* [TASK INSTRUCTIONS] Each entry listed below should be reproduced word for word.

===============

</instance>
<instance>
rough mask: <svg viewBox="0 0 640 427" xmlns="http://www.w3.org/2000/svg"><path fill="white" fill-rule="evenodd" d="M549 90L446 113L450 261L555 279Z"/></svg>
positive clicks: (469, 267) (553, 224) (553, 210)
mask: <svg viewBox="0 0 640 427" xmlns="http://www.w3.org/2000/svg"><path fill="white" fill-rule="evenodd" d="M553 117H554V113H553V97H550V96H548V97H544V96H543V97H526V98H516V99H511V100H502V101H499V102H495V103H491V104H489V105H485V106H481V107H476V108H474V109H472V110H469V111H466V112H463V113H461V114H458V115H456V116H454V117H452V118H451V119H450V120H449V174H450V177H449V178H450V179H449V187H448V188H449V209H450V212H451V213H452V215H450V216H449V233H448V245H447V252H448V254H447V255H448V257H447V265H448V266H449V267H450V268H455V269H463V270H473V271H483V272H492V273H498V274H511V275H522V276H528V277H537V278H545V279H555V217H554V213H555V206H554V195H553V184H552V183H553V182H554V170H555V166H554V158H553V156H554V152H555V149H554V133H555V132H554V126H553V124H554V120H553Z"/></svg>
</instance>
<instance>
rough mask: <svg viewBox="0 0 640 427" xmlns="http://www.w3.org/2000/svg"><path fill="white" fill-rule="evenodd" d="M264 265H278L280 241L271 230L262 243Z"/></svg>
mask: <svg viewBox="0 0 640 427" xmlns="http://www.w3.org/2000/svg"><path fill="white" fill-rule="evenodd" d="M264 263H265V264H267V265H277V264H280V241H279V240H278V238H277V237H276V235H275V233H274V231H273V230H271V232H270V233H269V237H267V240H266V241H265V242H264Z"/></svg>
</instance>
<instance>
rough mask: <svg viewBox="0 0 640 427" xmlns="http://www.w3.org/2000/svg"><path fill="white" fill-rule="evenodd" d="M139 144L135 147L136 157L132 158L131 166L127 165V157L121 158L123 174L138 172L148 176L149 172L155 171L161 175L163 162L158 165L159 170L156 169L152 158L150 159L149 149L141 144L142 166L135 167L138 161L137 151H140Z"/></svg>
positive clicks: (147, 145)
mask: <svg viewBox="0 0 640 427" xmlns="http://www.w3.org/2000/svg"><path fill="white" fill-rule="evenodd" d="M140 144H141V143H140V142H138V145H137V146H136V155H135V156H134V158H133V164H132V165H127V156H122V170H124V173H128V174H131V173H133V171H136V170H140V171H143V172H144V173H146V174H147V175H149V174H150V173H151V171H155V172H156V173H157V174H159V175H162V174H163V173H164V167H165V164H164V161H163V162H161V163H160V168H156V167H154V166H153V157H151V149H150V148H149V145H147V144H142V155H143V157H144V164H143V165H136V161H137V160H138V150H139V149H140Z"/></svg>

===============

* [TASK RESULT]
</instance>
<instance>
rough mask: <svg viewBox="0 0 640 427" xmlns="http://www.w3.org/2000/svg"><path fill="white" fill-rule="evenodd" d="M549 90L446 113L450 261L555 279Z"/></svg>
positive clicks: (469, 267) (553, 224) (553, 210)
mask: <svg viewBox="0 0 640 427" xmlns="http://www.w3.org/2000/svg"><path fill="white" fill-rule="evenodd" d="M553 117H554V113H553V97H550V96H548V97H544V96H543V97H526V98H516V99H511V100H502V101H499V102H495V103H491V104H489V105H485V106H481V107H476V108H474V109H472V110H469V111H466V112H463V113H461V114H458V115H456V116H454V117H452V118H451V119H450V120H449V174H450V177H449V178H450V179H449V187H448V188H449V209H450V212H451V213H452V215H450V216H449V233H448V245H447V252H448V254H447V255H448V257H447V265H448V266H449V267H450V268H455V269H463V270H473V271H483V272H492V273H498V274H511V275H522V276H528V277H537V278H545V279H555V217H554V213H555V206H554V195H553V184H552V183H553V182H554V170H555V166H554V158H553V156H554V152H555V149H554V133H555V132H554V126H553V124H554V120H553Z"/></svg>
</instance>
<instance>
rough mask: <svg viewBox="0 0 640 427" xmlns="http://www.w3.org/2000/svg"><path fill="white" fill-rule="evenodd" d="M264 265H278L280 241L271 230L262 243Z"/></svg>
mask: <svg viewBox="0 0 640 427" xmlns="http://www.w3.org/2000/svg"><path fill="white" fill-rule="evenodd" d="M264 263H265V264H267V265H277V264H280V241H279V240H278V238H277V237H276V235H275V233H274V231H273V230H271V232H270V233H269V237H267V240H266V241H265V242H264Z"/></svg>
</instance>
<instance>
rough mask: <svg viewBox="0 0 640 427" xmlns="http://www.w3.org/2000/svg"><path fill="white" fill-rule="evenodd" d="M139 144L135 147L136 157L132 158L131 166L127 165V157L121 158L123 174L138 172L148 176L149 172L155 171L161 175L163 162L158 165L159 170L156 169L152 158L150 159L149 149L141 144L142 166L135 167L138 161L137 151H140Z"/></svg>
positive clicks: (147, 145)
mask: <svg viewBox="0 0 640 427" xmlns="http://www.w3.org/2000/svg"><path fill="white" fill-rule="evenodd" d="M140 144H141V143H140V142H138V145H137V146H136V155H135V156H134V158H133V164H132V165H127V156H122V170H124V173H128V174H131V173H133V171H136V170H140V171H143V172H144V173H146V174H147V175H149V174H150V173H151V171H155V172H156V173H157V174H159V175H162V174H163V173H164V167H165V164H164V161H163V162H161V163H160V168H156V167H154V166H153V157H151V149H150V148H149V145H147V144H142V155H143V157H144V164H143V165H136V161H137V160H138V150H139V149H140Z"/></svg>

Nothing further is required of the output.